[SELECTED TEXT]
BEGIN

I present to you, a timeline presented via carefully curated gifs.

In general, most people get in on a plan and they’re ALL IN Like, all in.

Then, it gets hard.

The End.
Staying all in doesn’t make sense if your salary or life plan does not revolve around aesthetics or fitness. You likely have a life. probably a job, could even have a kid or two. There could be several more things on your priority list on top of that before fitness even makes an appearance.
So, why do we hold ourselves to professional athlete regimens and trick ourselves into feeling like we failed?
Feeling like you failed and actually failing are different.
If you set a reasonable plan, you say you’re going to make changes, then flat out don’t? Yeah, kinda failed in that plan.
If you set sky high expectations and 100% effort still leaves you “missing the mark” you are telling yourself you can’t get healthy.
So, let’s remove ourselves from the Tom Brady no tomato diet, shall we?
The Pats aren’t giving you a look this week and you are allowed to reach your goals in a way that doesn’t suck so badly that you end up back at square one.

END

[WORK REQUEST]
Can you pick up the post on fitness plans after its last sentence and continue it? These items come from a separate source unrelated to the post on fitness plans.

[Saved data entries]

BEGIN

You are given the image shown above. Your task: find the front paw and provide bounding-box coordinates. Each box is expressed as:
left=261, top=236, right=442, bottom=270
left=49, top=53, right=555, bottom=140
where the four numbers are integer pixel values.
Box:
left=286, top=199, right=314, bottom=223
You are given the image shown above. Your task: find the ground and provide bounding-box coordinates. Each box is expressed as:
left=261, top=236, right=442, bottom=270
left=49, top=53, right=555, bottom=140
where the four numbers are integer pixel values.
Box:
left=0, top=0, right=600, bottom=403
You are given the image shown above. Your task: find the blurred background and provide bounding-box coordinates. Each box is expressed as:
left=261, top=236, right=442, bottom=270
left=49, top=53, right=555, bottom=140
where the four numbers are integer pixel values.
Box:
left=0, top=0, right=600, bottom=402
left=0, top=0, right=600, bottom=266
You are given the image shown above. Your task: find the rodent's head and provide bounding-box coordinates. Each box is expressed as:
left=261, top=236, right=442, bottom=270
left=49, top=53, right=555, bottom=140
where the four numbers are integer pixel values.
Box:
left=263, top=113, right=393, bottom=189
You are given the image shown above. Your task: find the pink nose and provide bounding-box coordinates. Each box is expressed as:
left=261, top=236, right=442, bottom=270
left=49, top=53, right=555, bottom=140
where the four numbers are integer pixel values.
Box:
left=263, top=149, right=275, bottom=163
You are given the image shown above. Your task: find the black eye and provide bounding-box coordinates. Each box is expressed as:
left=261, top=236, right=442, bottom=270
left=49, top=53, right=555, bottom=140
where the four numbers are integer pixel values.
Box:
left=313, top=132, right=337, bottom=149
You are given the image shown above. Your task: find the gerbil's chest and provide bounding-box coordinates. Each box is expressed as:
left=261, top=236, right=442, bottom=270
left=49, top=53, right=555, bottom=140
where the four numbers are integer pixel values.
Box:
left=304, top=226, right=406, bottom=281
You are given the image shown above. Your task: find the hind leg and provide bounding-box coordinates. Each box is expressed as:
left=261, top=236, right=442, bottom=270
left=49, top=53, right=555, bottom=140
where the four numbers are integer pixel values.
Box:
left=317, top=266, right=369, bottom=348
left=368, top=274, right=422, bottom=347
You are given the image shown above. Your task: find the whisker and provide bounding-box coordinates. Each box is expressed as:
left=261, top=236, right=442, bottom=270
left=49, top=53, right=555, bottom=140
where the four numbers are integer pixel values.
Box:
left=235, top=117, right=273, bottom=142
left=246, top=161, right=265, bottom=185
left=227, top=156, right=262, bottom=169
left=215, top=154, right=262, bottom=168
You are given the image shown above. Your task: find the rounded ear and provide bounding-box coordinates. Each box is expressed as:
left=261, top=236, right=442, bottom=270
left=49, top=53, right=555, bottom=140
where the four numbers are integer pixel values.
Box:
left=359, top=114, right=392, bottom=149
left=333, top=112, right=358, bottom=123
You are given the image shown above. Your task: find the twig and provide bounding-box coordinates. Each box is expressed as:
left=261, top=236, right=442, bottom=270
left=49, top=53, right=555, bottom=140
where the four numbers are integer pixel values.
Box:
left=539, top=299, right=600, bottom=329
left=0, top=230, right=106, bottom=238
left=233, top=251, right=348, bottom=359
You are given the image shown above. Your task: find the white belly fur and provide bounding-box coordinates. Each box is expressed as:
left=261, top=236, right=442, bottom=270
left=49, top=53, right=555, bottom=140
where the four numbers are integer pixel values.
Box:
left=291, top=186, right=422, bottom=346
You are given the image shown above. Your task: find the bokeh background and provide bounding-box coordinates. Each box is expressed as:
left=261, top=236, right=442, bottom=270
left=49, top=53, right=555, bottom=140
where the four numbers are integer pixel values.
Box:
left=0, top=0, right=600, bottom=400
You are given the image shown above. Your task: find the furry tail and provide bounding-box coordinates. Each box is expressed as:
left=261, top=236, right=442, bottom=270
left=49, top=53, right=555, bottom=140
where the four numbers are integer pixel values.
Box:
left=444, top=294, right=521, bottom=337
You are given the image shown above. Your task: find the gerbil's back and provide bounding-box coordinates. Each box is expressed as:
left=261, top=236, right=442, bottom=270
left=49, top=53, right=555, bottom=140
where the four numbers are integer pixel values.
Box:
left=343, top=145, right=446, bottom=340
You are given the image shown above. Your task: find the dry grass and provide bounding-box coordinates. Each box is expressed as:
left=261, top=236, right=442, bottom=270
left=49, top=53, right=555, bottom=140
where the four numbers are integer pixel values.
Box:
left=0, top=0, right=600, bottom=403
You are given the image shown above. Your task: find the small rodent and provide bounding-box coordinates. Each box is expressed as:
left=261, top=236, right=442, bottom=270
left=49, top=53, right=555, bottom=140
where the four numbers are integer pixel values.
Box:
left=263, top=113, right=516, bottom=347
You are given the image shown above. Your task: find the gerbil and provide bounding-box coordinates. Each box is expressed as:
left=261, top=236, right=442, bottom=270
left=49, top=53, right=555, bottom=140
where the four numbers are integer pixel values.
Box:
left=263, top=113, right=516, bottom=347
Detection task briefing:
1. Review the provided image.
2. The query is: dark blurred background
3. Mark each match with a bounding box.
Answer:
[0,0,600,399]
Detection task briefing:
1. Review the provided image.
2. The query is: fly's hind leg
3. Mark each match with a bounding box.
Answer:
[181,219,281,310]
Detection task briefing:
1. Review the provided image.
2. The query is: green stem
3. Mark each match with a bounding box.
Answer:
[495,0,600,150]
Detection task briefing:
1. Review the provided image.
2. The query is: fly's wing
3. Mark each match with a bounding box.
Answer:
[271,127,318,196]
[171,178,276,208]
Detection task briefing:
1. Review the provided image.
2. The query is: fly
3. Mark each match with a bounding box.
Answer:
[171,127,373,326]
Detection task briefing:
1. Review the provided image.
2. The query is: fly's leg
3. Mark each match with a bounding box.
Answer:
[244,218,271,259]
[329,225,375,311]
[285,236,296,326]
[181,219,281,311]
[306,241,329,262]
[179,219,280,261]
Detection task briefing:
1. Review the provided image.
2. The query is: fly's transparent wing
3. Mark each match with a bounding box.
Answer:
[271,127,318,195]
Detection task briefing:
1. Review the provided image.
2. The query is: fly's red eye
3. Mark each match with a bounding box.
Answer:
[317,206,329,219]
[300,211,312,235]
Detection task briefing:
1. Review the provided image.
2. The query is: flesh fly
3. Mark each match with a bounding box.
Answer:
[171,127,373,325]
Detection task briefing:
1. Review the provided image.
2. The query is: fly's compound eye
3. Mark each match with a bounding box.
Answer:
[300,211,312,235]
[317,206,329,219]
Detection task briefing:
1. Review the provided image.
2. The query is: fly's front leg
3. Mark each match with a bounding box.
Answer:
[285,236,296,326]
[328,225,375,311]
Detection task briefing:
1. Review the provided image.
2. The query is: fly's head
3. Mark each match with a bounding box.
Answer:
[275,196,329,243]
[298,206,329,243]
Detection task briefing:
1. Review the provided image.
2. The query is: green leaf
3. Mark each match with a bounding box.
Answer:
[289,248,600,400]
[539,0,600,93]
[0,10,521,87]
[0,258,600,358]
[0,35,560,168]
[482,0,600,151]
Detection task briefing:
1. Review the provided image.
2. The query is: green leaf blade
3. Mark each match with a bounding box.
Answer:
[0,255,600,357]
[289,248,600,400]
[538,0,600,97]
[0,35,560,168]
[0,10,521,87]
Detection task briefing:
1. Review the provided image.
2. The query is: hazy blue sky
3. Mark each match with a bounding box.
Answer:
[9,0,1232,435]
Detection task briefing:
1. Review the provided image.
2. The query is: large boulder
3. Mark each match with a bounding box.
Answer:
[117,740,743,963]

END

[ANSWER TO THE EXERCISE]
Let’s be clear – most fad diets are exactly this. You cannot drink just lemon water with cayenne pepper for the rest of your life. You cannot live a happy life terrified of every calorie that lands on your plate.
You can, however, take slightly longer to reach your goals and actually keep the results.
Too good to be true? It is. Sometimes you will still have to not eat the dessert when you want it. Skipping margaritas is fun 0% of the time. But, let’s talk about how you can still enjoy these things in a way that doesn’t cause the emotional chain reaction, and therefore, overconsumption.
My simplest tips for sustaining your results:
—-> eat more meals, eat less snacks.
Meals have protein.
Meals have vegetables.
Meals are eaten sitting down.
Meals have value to your goals.
—-> Don’t use willpower, create an environment that helps you succeed effortlessly.
RECOMMENDED RESOURCE WITH MORE ON THIS PRINCIPLE:
Atomic Habits by James Clear: https://amzn.to/3sEMo14
Make the right thing to eat the easiest thing to eat. Put fruit in the fruit bowl, not candy. Put the stuff you want to eat that aligns with your goals in the front of the fridge.
Can’t deal with a certain food in the house that the kids love? Put it in the garage. Put it upstairs. Put it somewhere where it is not in “what should I eat” decision making territory. If you don’t see it, you’re WAY more likely to make a better decision.
—> match your intensity with the intensity of your goals, if you’re not trying to win the olympics, there’s no need to be perfect.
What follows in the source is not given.